Dataset excerpts on object pointing:

■ ■ ■ ■ ■ ■ ■

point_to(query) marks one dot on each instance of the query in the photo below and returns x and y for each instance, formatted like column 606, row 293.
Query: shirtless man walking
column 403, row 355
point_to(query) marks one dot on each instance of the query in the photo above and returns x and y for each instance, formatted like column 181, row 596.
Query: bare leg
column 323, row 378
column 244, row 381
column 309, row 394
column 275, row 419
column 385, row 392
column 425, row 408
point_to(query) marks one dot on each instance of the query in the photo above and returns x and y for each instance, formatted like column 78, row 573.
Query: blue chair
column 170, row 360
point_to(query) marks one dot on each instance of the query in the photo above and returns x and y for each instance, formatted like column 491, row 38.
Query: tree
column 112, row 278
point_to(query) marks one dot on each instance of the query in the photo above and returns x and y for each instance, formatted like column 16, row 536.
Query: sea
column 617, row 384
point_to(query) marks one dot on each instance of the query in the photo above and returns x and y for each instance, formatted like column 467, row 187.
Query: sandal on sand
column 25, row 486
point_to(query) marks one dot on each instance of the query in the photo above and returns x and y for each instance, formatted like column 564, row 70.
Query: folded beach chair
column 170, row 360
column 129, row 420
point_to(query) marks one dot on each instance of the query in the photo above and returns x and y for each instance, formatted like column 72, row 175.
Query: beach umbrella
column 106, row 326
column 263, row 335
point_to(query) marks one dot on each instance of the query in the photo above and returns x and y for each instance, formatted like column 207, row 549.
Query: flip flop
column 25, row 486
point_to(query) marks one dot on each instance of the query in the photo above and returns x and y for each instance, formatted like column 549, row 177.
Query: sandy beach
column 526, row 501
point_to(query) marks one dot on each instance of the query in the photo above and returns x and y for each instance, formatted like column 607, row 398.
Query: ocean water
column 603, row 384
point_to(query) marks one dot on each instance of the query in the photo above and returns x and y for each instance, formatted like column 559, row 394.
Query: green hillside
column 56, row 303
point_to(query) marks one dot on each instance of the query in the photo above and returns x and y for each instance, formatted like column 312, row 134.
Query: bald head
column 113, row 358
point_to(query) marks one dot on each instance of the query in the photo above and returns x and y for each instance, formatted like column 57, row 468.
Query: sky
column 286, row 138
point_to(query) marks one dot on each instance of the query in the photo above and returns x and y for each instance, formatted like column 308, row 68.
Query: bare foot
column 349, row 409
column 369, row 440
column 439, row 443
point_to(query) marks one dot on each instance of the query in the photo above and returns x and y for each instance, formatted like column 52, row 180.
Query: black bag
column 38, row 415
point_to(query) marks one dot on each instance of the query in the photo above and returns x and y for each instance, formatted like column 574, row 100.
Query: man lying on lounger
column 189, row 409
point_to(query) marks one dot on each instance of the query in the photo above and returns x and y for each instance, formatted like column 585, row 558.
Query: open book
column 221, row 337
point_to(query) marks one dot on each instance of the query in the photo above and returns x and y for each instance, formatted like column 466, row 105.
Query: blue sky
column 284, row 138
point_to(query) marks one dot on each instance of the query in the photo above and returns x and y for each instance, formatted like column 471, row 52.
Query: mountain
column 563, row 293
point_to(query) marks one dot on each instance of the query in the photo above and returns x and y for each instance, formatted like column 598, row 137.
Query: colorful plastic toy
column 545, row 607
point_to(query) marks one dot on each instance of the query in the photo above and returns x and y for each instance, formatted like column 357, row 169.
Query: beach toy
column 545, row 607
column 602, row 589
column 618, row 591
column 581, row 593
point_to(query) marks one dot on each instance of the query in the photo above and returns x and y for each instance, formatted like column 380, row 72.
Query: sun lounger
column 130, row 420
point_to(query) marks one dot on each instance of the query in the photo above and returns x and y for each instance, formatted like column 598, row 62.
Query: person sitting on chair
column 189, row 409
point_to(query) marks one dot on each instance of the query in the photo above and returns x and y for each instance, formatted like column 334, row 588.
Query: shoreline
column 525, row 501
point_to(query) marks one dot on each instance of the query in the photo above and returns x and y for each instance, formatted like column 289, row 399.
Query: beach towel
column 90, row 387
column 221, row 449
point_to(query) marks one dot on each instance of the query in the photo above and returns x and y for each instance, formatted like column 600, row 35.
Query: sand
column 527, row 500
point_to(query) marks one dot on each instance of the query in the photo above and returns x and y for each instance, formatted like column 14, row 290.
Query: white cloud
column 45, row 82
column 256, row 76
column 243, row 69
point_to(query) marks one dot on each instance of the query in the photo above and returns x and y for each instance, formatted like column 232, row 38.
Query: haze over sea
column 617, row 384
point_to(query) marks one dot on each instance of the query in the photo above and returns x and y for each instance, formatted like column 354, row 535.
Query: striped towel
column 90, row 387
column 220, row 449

■ ■ ■ ■ ■ ■ ■

Stated problem: Rewrite every one of the items above, replacing "marks" with "places" wherever it occurs and leaving everything else unchanged.

Exercise result:
point_to(query) places one dot on each instance of the query in the photo below and returns x and y for each instance, formatted like column 606, row 293.
Query: shirtless man walking
column 403, row 355
point_to(query) places one dot on each instance of the query in the photo above and returns x and y for each instance, formatted like column 181, row 596.
Query: bare leg
column 323, row 378
column 244, row 381
column 309, row 394
column 275, row 419
column 385, row 392
column 425, row 408
point_to(query) places one dot on each instance of the query in the photo above and returns x and y for each instance, formatted like column 78, row 573.
Query: blue chair
column 170, row 360
point_to(query) places one dot on each instance of the query in the photo above and returns x and y for each instance, formatted like column 491, row 38.
Query: tree
column 112, row 278
point_to(query) places one dot on each instance of the query in the photo above and returns x and y for each instance, formatted like column 16, row 536.
Query: sea
column 617, row 384
point_to(query) places one dot on each instance of the query in the photo above and returns x and y for each instance, formatted like column 467, row 187.
Query: sandal on sand
column 25, row 486
point_to(query) places one dot on each instance of the query in the photo above and returns x and y for each instance, formatted like column 564, row 70.
Query: folded beach chair
column 170, row 360
column 129, row 420
point_to(query) places one dot on each instance of the query in the photo above and returns x and y for each instance, formatted like column 72, row 175.
Query: beach umbrella
column 106, row 326
column 263, row 335
point_to(query) places one dot on each instance of the query in the photo above and returns x and y for each instance, formatted like column 207, row 549.
Query: flip flop
column 25, row 486
point_to(query) places one dot on each instance of the query in the photo above and returns x and y for each instance, formatted like column 549, row 177.
Query: sandy beach
column 526, row 501
point_to(query) places one dot on each instance of the query in the photo above and returns x and y for each instance, formatted like column 607, row 398.
Query: ocean water
column 603, row 384
point_to(query) places one dot on each instance of the query in the photo above and returns x and y for each instance, formatted like column 559, row 394.
Query: green hillside
column 56, row 303
point_to(query) places one dot on each instance of the query in the photo above and returns x and y for each instance, formatted like column 312, row 134.
Query: bald head
column 113, row 358
point_to(query) places one dot on each instance of the query in the photo above and returns x and y for each instance, formatted like column 57, row 468.
Query: sky
column 286, row 138
point_to(query) places one dot on each instance of the query in the photo above and returns x and y for each instance, formatted like column 308, row 68.
Query: bare foot
column 349, row 409
column 369, row 440
column 439, row 443
point_to(query) places one dot on each instance of the query in the photo above and returns x and y for each instance, formatted like column 52, row 180.
Query: black bag
column 38, row 415
point_to(query) places one dot on each instance of the query in the photo above and returns x and y for each instance, formatted like column 574, row 100.
Query: man lying on lounger
column 189, row 409
point_to(query) places one dot on each instance of the query in the photo above and returns x and y for each instance, formatted like column 585, row 558.
Query: open book
column 221, row 337
point_to(query) places one dot on each instance of the query in the photo above and returns x and y for each instance, formatted like column 466, row 105.
Query: blue sky
column 284, row 138
point_to(query) places one dot on each instance of the query in the photo above and returns x and y for each instance, formatted like column 471, row 52.
Query: mountain
column 563, row 293
point_to(query) places one dot on each instance of the query in the photo above and returns x and y for each instance, formatted like column 598, row 137.
Query: colorful plastic toy
column 545, row 607
point_to(query) places one dot on each instance of the query in the photo above and returns x and y for each instance, formatted like column 357, row 169.
Query: beach toy
column 545, row 607
column 602, row 589
column 618, row 591
column 581, row 593
point_to(query) places one dot on each instance of the query in the photo above and returns x and y for each instance, formatted like column 380, row 72.
Query: sun lounger
column 130, row 420
point_to(query) places one dot on each instance of the query in the photo above and returns x and y for each instance, formatted like column 598, row 62.
Query: person sitting on chair
column 189, row 409
point_to(query) places one dot on each instance of the query in the photo above and returns x and y for each instance, formatted like column 334, row 588.
Query: shoreline
column 525, row 501
point_to(query) places one dot on each instance of the query in the photo above and returns x and y for each instance, formatted like column 289, row 399.
Query: beach towel
column 90, row 387
column 221, row 449
point_to(query) places one dot on each instance of the query in the photo above and returns x and y for each instance, formatted like column 600, row 35.
Query: sand
column 527, row 500
point_to(query) places one dot on each instance of the query in the photo above and returns x and y for each instance, formatted like column 14, row 290.
Query: white cloud
column 45, row 82
column 256, row 76
column 243, row 69
point_to(query) places one dot on each instance of the query in the photo above and returns x and y for each instance, formatted like column 232, row 38.
Query: haze over sea
column 617, row 384
point_to(query) places one dot on each instance of the query in the photo above and returns x and y for each instance, formatted like column 354, row 535.
Query: striped towel
column 90, row 387
column 220, row 449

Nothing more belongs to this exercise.